• [REQUIRED WORK]:
**1)** Revise the concepts page starting at "While object-oriented and" and ending at "known as a view.", changing "seamless integration" to "smooth integration".
**2)** According to the concepts page, why is it hard to fully integrate object-oriented and relational design? Answer in one to three sentences.
**3)** Does the concepts page support each statement? For each, answer yes or no and quote the deciding words. (a) The Object-Oriented model is better than the RDBMS model. (b) An entity can be a view. (c) Product_Id is the primary key of the LINEITEM entity.

• [EXTRACT]:
- - -
Concepts: Relational Databases and Object Orientation
Topics
Introduction
This concept document provides an overview of object models and relational
data models, and provides a summary description of a persistence framework.
Relational Databases and Object Orientation
Relational databases and object orientation are not entirely compatible. They
represent two different views of the world: in an RDBMS, all you see is data; in
an Object-Oriented system, all you see is behavior. It is not that one
perspective is better than the other: the Object-Oriented model tends to work
well for systems with complex behavior and state-specific behavior in which data
is secondary, or systems in which data is accessed navigationally in a natural
hierarchy (for example, bills of materials). The RDBMS model is well-suited to
reporting applications and systems in which the relationships are dynamic or
ad-hoc.
The real fact of the matter is that a lot of information is stored in
relational databases, and if Object-Oriented applications want access to that
data, they need to be able to read and write to an RDBMS. In addition,
Object-Oriented systems often need to share data with non-Object-Oriented
systems. It is natural, therefore, to use an RDBMS as the sharing mechanism.
While object-oriented and relational design share some common characteristics
(an objects attributes is conceptually similar to an entities columns),
fundamental differences make seamless integration a challenge. The fundamental
difference is that data models expose data (through column values) while object
models hide data (encapsulating it behind its public interfaces).
The relational model is composed of entities and relations. An entity may be
a physical table or a logical projection of several tables also known as a view.
The figure below illustrates LINEITEM, ORDER, and PRODUCT tables and the various
relationships between them. A relational model has the following elements:
A Relational Model
An entity has columns. Each column is identified by a name and a type. In the
figure above, the LINEITEM entity has the columns LineItem_Id (the primary key),
Description, Price, Quantity, Product_Id and Order_Id (the latter two are
foreign keys that link the LINEITEM entity to the ORDER and PRODUCT entities).
- - -
• [SOURCE EXCERPT]:
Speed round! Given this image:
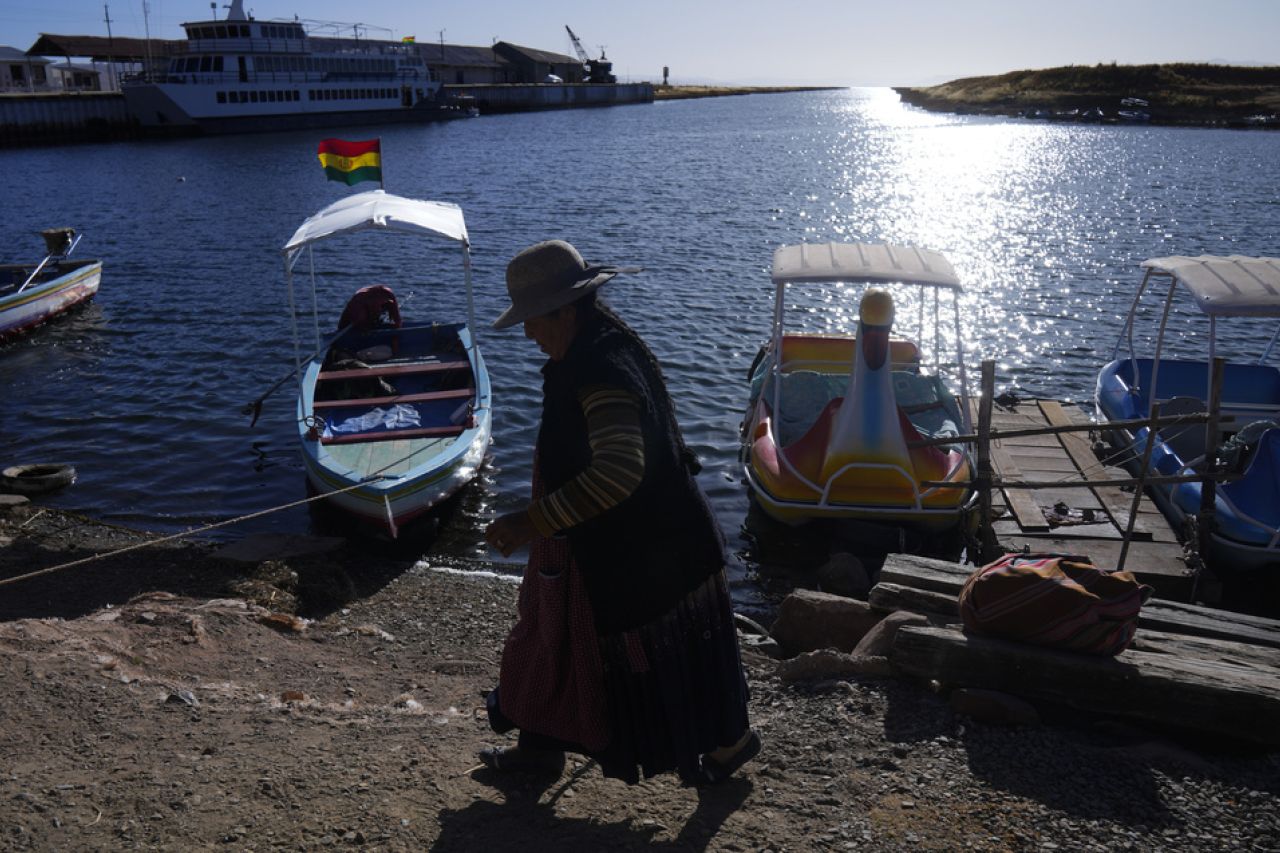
- - -
• [THE SOLUTIONS]:
**1)**
While object-oriented and relational design share some common characteristics
(an objects attributes is conceptually similar to an entities columns),
fundamental differences make smooth integration a challenge. The fundamental
difference is that data models expose data (through column values) while object
models hide data (encapsulating it behind its public interfaces).
The relational model is composed of entities and relations. An entity may be
a physical table or a logical projection of several tables also known as a view.

**2)** The two designs differ at a fundamental level. Data models expose data through column values, while object models hide data by encapsulating it behind their public interfaces.

**3)**
(a) No: "It is not that one perspective is better than the other"
(b) Yes: "a logical projection of several tables also known as a view"
(c) No: "LineItem_Id (the primary key)"